>>>

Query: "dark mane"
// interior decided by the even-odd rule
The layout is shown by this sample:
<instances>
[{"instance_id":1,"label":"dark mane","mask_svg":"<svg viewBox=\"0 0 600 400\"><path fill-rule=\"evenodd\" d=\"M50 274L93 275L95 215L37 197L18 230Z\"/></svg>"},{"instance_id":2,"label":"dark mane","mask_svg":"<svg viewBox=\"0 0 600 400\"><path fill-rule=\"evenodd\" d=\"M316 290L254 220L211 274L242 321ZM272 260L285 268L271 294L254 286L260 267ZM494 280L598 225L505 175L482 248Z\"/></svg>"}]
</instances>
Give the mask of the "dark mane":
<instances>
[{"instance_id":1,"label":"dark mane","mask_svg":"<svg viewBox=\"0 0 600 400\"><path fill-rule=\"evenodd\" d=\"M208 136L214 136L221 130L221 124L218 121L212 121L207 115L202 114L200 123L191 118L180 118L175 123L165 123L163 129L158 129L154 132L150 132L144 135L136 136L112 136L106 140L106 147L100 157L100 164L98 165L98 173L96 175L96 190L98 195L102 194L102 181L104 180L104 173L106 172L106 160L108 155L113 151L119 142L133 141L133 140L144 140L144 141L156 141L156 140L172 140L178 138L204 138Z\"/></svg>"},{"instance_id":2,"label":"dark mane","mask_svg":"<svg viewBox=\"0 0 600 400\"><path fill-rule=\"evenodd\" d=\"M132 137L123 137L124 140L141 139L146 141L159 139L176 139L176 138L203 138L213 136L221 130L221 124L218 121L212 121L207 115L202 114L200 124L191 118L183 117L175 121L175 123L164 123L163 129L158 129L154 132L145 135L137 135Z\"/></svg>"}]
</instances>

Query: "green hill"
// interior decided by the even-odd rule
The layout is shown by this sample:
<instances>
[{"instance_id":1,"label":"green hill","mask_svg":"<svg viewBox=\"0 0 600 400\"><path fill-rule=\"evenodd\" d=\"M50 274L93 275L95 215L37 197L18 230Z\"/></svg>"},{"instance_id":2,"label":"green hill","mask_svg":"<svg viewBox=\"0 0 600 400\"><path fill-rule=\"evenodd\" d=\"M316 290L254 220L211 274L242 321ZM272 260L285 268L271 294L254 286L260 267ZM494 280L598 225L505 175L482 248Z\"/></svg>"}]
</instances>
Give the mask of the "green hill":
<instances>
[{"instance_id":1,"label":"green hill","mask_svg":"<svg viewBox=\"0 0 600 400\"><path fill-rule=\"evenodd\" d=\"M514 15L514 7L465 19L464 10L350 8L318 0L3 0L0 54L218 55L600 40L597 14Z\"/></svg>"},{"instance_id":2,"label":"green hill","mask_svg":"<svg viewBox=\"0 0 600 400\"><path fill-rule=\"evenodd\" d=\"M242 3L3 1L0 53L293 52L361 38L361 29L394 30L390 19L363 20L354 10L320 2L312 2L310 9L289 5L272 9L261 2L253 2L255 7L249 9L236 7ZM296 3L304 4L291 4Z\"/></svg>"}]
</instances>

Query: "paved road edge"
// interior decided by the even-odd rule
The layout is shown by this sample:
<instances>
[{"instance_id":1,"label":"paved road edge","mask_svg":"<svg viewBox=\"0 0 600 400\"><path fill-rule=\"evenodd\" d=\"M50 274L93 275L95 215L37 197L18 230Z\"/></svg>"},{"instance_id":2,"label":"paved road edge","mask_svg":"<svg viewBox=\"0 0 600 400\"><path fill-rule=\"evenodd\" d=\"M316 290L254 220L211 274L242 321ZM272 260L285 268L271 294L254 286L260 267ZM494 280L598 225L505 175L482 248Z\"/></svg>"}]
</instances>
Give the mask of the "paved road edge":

<<<

**Aim of the task:** Give the listing again. Leave every word as it stands.

**Solution for this problem:**
Query: "dark mane"
// interior decided by the even-odd rule
The layout is shown by this sample:
<instances>
[{"instance_id":1,"label":"dark mane","mask_svg":"<svg viewBox=\"0 0 600 400\"><path fill-rule=\"evenodd\" d=\"M50 274L93 275L95 215L37 197L18 230Z\"/></svg>"},{"instance_id":2,"label":"dark mane","mask_svg":"<svg viewBox=\"0 0 600 400\"><path fill-rule=\"evenodd\" d=\"M316 290L254 220L211 274L242 321ZM272 260L285 268L271 294L254 286L260 267ZM494 280L598 225L505 175L482 248Z\"/></svg>"}]
</instances>
Give the mask of the "dark mane":
<instances>
[{"instance_id":1,"label":"dark mane","mask_svg":"<svg viewBox=\"0 0 600 400\"><path fill-rule=\"evenodd\" d=\"M208 136L214 136L221 130L221 124L218 121L212 121L207 115L202 114L200 123L191 118L180 118L175 123L165 123L163 129L158 129L154 132L150 132L144 135L136 136L112 136L106 140L106 147L100 157L100 164L98 165L98 173L96 175L96 190L98 195L102 194L102 181L104 180L104 173L106 172L106 160L108 155L113 151L119 142L133 141L133 140L144 140L144 141L156 141L156 140L172 140L178 138L204 138Z\"/></svg>"},{"instance_id":2,"label":"dark mane","mask_svg":"<svg viewBox=\"0 0 600 400\"><path fill-rule=\"evenodd\" d=\"M132 137L123 137L124 140L141 139L146 141L159 139L176 139L176 138L203 138L213 136L221 130L221 124L218 121L212 121L207 115L202 114L200 124L191 118L183 117L175 121L175 123L164 123L163 129L158 129L154 132L145 135L137 135Z\"/></svg>"}]
</instances>

Query: "green hill"
// interior decided by the even-odd rule
The layout is shown by this sample:
<instances>
[{"instance_id":1,"label":"green hill","mask_svg":"<svg viewBox=\"0 0 600 400\"><path fill-rule=\"evenodd\" d=\"M50 274L93 275L95 215L37 197L18 230Z\"/></svg>"},{"instance_id":2,"label":"green hill","mask_svg":"<svg viewBox=\"0 0 600 400\"><path fill-rule=\"evenodd\" d=\"M316 290L254 220L211 274L242 321ZM272 260L285 268L271 294L254 286L260 267ZM494 280L598 225L505 175L482 248Z\"/></svg>"}]
</instances>
Give the mask of the "green hill":
<instances>
[{"instance_id":1,"label":"green hill","mask_svg":"<svg viewBox=\"0 0 600 400\"><path fill-rule=\"evenodd\" d=\"M514 15L514 7L465 19L464 10L350 8L318 0L3 0L0 54L218 55L600 40L597 14Z\"/></svg>"},{"instance_id":2,"label":"green hill","mask_svg":"<svg viewBox=\"0 0 600 400\"><path fill-rule=\"evenodd\" d=\"M242 3L3 1L0 53L293 52L361 38L361 29L394 30L390 19L363 20L354 10L320 2L312 2L310 9L289 5L272 9L261 2L253 2L255 7L249 9L236 7ZM296 3L304 4L291 4Z\"/></svg>"}]
</instances>

Query: "paved road edge"
// interior decided by the even-odd rule
The layout is shown by this sample:
<instances>
[{"instance_id":1,"label":"paved road edge","mask_svg":"<svg viewBox=\"0 0 600 400\"><path fill-rule=\"evenodd\" d=\"M50 274L93 275L95 215L37 197L18 230Z\"/></svg>"},{"instance_id":2,"label":"paved road edge","mask_svg":"<svg viewBox=\"0 0 600 400\"><path fill-rule=\"evenodd\" d=\"M316 290L254 220L211 274L242 321ZM272 260L285 268L271 294L254 286L260 267ZM494 280L598 225L505 175L482 248Z\"/></svg>"}]
</instances>
Give the mask of the "paved road edge":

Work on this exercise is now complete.